--- Start of GIVEN RECORDS ---

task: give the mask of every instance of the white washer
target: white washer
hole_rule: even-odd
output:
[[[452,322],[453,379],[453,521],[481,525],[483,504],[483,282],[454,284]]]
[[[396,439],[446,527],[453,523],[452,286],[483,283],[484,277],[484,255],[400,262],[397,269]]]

--- End of GIVEN RECORDS ---
--- Start of GIVEN RECORDS ---

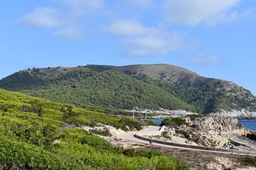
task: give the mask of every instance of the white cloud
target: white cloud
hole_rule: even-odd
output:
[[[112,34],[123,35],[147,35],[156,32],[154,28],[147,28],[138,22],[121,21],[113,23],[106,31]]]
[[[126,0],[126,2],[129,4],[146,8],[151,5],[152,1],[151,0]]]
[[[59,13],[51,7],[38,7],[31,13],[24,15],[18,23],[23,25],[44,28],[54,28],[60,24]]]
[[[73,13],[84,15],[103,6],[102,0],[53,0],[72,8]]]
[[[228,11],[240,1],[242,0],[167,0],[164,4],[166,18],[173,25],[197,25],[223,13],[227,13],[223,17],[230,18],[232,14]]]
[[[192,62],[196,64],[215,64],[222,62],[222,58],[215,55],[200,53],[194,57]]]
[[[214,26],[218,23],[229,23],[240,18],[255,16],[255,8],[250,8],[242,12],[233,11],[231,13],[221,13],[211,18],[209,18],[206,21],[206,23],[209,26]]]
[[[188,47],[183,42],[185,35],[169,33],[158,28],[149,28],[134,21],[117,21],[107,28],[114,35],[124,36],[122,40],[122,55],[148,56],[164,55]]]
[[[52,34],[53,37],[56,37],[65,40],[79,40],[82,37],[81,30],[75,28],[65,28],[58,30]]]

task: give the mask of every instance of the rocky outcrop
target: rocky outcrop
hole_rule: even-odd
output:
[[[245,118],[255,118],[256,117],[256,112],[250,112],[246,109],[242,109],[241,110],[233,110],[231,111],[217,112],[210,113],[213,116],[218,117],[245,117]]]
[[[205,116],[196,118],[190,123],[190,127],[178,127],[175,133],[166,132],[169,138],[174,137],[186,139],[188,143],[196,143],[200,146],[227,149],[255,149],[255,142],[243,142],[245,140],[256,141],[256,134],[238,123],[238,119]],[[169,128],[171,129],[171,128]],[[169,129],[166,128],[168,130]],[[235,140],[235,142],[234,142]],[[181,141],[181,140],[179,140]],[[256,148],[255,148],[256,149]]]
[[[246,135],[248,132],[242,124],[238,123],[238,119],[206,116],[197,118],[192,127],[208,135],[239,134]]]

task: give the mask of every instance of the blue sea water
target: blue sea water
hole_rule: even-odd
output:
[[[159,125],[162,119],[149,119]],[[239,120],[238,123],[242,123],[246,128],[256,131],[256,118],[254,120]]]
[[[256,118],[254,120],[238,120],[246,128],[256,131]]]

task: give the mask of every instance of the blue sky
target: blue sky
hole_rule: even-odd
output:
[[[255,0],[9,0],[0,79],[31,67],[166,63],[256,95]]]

--- End of GIVEN RECORDS ---

## PROBLEM DESCRIPTION
Rewrite the part of the listing that opens with the line containing "task: give the mask of every instance of the blue sea" and closes with the line containing "[[[255,0],[9,0],[0,79],[31,67],[166,63],[256,95]]]", changing every "even-odd" to "nonzero" and keeping all else as it is. Return only those lines.

## RESULT FOR THIS EXERCISE
task: give the mask of every instance of the blue sea water
target: blue sea water
hole_rule: nonzero
output:
[[[159,125],[162,119],[149,119]],[[239,120],[238,123],[242,123],[246,128],[256,131],[256,118],[254,120]]]
[[[256,118],[254,120],[238,120],[246,128],[256,131]]]

task: give the mask of every instance of the blue sky
target: blue sky
hole_rule: nonzero
output:
[[[255,0],[9,0],[0,79],[31,67],[166,63],[256,95]]]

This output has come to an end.